> Page excerpt
****************
Hello,
I am using MongoDB on EC2 with three hosts in a replica set
configuration. Fail over works well if I EC2 terminate, gracefully
stop, or kill -9 the mongo db master.
Today my master encountered a known bug in the Linux kernel [1] that
caused the mongod process to hang. Any process that tries to access
mongod's logging directory hangs forever, and it looks like this is
what truly hung the process. The mongod process is still listening on
port 27017, it still has established TCP connections to clients, and
most importantly it is still actively heartbeating to its peers. When
I use the shell to connect to a secondary and do "rs.status()" I see
the hung master's heartbeat incrementing steadily, and it is still in
state 1. I forced failover to occur by using iptables to block port
27017 on the hung master. I have this machine available for further
testing if you need more information.
I would like to discuss the criteria for failover. This was not a
"halting failure" - the process was alive but non-functional. So it's
a Byzantine failure, and mongod can't practically detect every such
failure. I think that "I cannot perform IO" is a reasonable case to
handle.
****************
> To do
1. In the MongoDB failover post, how did the writer force failover to happen on the hung master?
2. Please list every way of stopping the master that the MongoDB failover post says fail over handles well.
3. Carry the MongoDB failover post forward from its last sentence.
****************
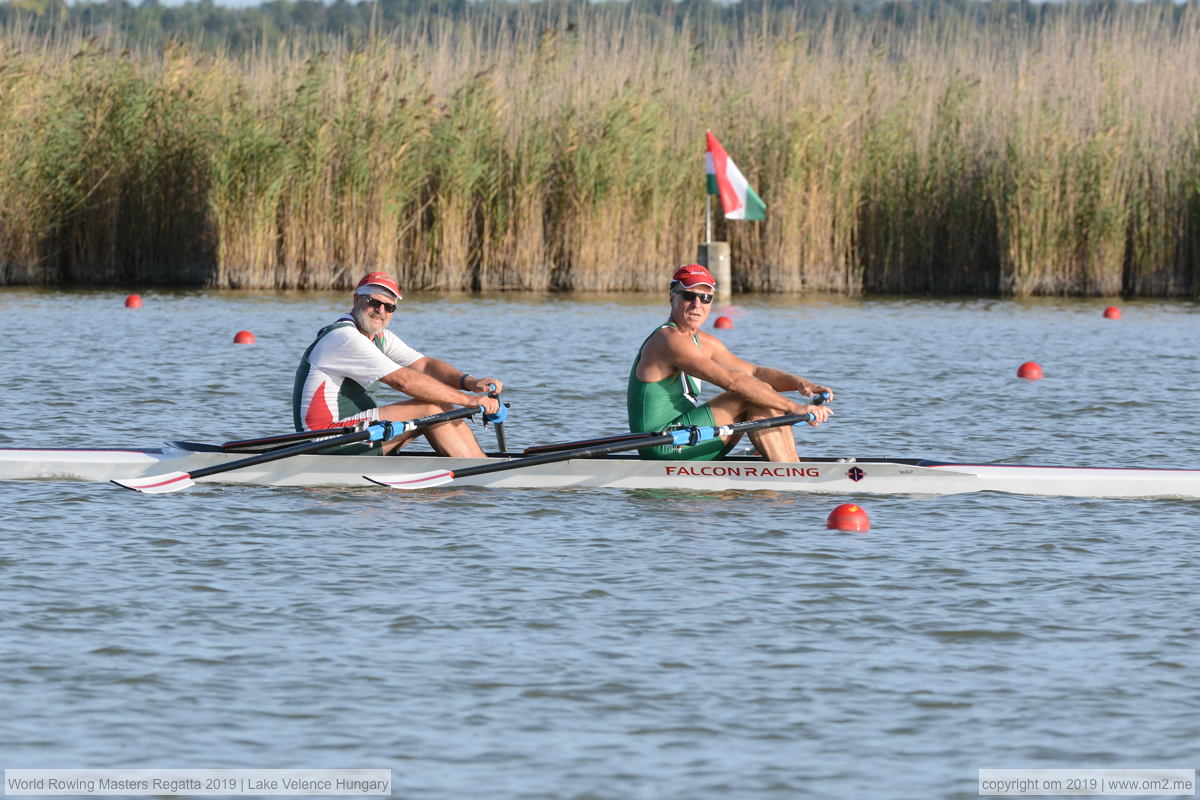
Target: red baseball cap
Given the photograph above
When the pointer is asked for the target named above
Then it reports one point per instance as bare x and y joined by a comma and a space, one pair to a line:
693, 275
375, 282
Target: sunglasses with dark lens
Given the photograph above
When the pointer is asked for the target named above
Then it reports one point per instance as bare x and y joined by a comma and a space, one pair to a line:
688, 296
390, 307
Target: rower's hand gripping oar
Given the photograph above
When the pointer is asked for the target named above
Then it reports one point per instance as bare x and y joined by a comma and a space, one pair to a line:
498, 417
689, 435
379, 431
820, 398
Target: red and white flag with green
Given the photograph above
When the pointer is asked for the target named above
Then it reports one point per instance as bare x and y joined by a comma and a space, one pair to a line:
725, 179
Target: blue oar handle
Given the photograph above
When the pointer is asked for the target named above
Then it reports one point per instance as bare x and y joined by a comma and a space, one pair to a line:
695, 434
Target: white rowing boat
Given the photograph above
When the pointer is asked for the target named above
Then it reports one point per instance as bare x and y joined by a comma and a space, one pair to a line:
815, 475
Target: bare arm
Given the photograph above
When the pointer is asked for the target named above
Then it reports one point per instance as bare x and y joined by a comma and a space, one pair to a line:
420, 385
456, 378
714, 364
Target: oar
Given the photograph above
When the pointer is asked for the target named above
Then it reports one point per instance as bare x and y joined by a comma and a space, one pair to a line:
690, 435
820, 398
378, 431
286, 438
499, 422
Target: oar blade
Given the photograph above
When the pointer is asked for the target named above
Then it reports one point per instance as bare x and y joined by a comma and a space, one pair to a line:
419, 481
160, 483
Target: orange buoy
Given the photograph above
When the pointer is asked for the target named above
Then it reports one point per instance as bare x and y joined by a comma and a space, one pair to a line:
849, 517
1030, 371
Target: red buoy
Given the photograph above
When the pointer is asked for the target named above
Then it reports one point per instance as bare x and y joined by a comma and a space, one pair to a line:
1030, 371
849, 517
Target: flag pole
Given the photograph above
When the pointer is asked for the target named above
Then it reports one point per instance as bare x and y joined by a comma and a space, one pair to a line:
708, 217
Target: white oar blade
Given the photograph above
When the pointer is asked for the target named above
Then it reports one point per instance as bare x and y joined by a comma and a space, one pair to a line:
420, 481
159, 483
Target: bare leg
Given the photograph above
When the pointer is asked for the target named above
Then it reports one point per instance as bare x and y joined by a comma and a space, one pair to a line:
453, 438
774, 444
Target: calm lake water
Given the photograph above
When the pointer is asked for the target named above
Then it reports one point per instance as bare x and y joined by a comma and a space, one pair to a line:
606, 643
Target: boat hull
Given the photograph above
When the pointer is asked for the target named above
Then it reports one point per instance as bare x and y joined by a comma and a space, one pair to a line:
826, 475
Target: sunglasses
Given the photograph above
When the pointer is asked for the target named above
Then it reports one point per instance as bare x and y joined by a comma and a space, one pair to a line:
688, 296
390, 307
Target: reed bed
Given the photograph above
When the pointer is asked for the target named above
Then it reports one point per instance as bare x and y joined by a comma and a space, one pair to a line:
947, 156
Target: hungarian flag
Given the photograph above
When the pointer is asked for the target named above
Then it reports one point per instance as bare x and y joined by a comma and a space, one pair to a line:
725, 179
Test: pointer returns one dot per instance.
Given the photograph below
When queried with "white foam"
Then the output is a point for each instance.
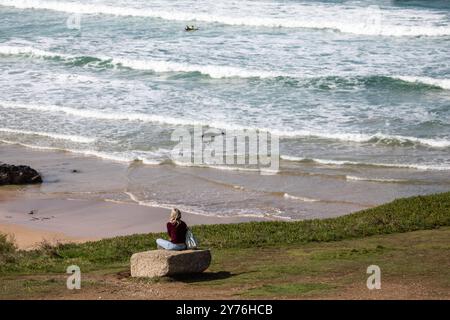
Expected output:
(356, 20)
(214, 71)
(153, 203)
(73, 138)
(443, 167)
(354, 178)
(111, 115)
(30, 51)
(160, 66)
(441, 83)
(123, 157)
(304, 199)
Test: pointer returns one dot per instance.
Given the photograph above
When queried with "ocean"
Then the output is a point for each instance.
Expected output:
(358, 93)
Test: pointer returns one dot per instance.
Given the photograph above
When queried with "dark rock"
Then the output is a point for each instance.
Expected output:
(10, 174)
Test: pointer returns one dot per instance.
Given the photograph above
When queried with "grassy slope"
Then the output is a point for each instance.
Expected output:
(277, 258)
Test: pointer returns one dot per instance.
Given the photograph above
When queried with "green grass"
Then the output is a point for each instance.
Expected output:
(288, 289)
(402, 215)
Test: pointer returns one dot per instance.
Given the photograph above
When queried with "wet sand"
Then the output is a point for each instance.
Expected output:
(31, 221)
(85, 197)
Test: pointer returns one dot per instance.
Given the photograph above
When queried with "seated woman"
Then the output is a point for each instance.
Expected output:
(176, 228)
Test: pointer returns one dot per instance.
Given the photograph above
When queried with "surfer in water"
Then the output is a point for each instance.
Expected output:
(190, 28)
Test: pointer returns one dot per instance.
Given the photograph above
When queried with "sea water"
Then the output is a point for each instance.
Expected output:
(357, 91)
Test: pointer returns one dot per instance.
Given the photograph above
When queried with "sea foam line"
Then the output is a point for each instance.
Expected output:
(73, 138)
(369, 164)
(441, 83)
(213, 71)
(114, 116)
(353, 22)
(159, 66)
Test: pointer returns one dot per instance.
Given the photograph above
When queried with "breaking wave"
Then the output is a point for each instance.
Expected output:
(355, 20)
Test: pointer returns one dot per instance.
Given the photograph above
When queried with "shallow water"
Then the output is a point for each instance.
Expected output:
(359, 93)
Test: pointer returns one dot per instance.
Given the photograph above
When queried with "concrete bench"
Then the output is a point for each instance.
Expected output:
(159, 263)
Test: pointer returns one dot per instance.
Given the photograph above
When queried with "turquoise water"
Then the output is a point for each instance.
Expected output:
(358, 90)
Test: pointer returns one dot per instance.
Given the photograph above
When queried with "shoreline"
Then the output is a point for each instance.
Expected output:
(70, 220)
(89, 198)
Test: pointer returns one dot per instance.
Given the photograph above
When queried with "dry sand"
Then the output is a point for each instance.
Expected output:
(65, 220)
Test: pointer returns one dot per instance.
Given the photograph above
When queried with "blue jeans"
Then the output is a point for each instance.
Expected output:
(169, 245)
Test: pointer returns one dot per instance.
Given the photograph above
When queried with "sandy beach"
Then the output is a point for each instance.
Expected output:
(87, 198)
(64, 220)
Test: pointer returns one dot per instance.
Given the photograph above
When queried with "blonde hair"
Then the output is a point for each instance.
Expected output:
(175, 216)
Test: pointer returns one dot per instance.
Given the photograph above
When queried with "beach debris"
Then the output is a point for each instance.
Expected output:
(159, 263)
(11, 174)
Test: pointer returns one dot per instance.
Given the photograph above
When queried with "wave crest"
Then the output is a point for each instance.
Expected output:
(354, 20)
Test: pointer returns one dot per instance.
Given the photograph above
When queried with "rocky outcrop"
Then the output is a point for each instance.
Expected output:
(10, 174)
(159, 263)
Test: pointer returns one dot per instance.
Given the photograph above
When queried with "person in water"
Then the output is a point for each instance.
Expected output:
(176, 228)
(190, 28)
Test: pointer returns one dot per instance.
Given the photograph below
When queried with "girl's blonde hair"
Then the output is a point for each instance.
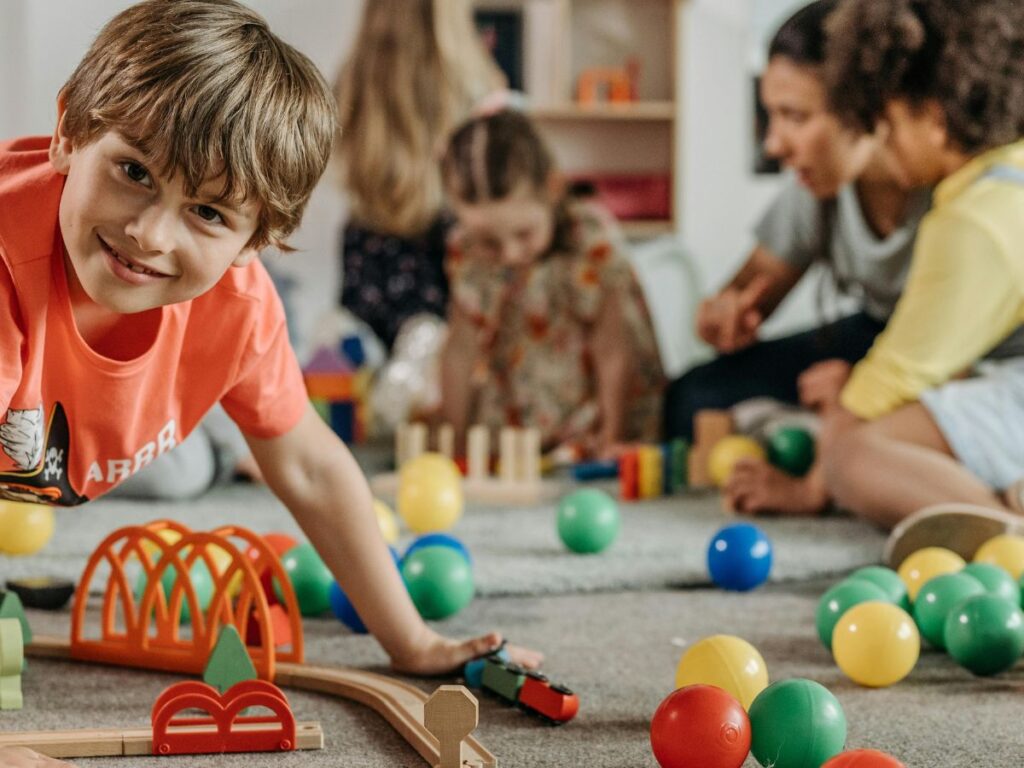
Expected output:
(417, 70)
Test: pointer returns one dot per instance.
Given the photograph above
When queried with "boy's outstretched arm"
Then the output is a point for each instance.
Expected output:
(315, 476)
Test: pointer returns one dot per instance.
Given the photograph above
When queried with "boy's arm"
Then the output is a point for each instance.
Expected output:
(315, 476)
(963, 297)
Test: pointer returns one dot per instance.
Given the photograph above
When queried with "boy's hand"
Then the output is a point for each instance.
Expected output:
(729, 321)
(440, 655)
(820, 385)
(19, 757)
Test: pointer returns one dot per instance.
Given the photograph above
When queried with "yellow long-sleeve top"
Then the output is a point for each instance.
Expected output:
(965, 292)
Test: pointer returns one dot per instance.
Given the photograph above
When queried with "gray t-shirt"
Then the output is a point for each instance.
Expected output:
(871, 269)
****************
> Expected responses
1. By using iptables to block port 27017 on the hung master.

2.
- EC2 terminate
- Gracefully stop
- kill -9

3.
Can the master give itself a more thorough health check before issuing
a heartbeat? What about giving it a private, system internal capped
collection that it reads/writes every time it heartbeats? That
collection could be the oplog or a new collection. The health check
could also use client requests in a similar fashion, but mongod has to
differentiate between client mistakes and internal errors as well as
handle the case when clients are all idle. We also need to make sure
that failover doesn't happen just because IOs are slow to avoid
constantly switching masters under high IO load and similar
oscillating behaviors. This is not a trivial problem and I am curious
what the mongo developers and users think.
$ uname -a
Linux my_host A 2.6.32-308-ec2 #16-Ubuntu SMP Thu Sep 16 15:25:39 UTC
2010 x86_64 GNU/Linux
$ mongo -version
MongoDB shell version: 1.6.3
1.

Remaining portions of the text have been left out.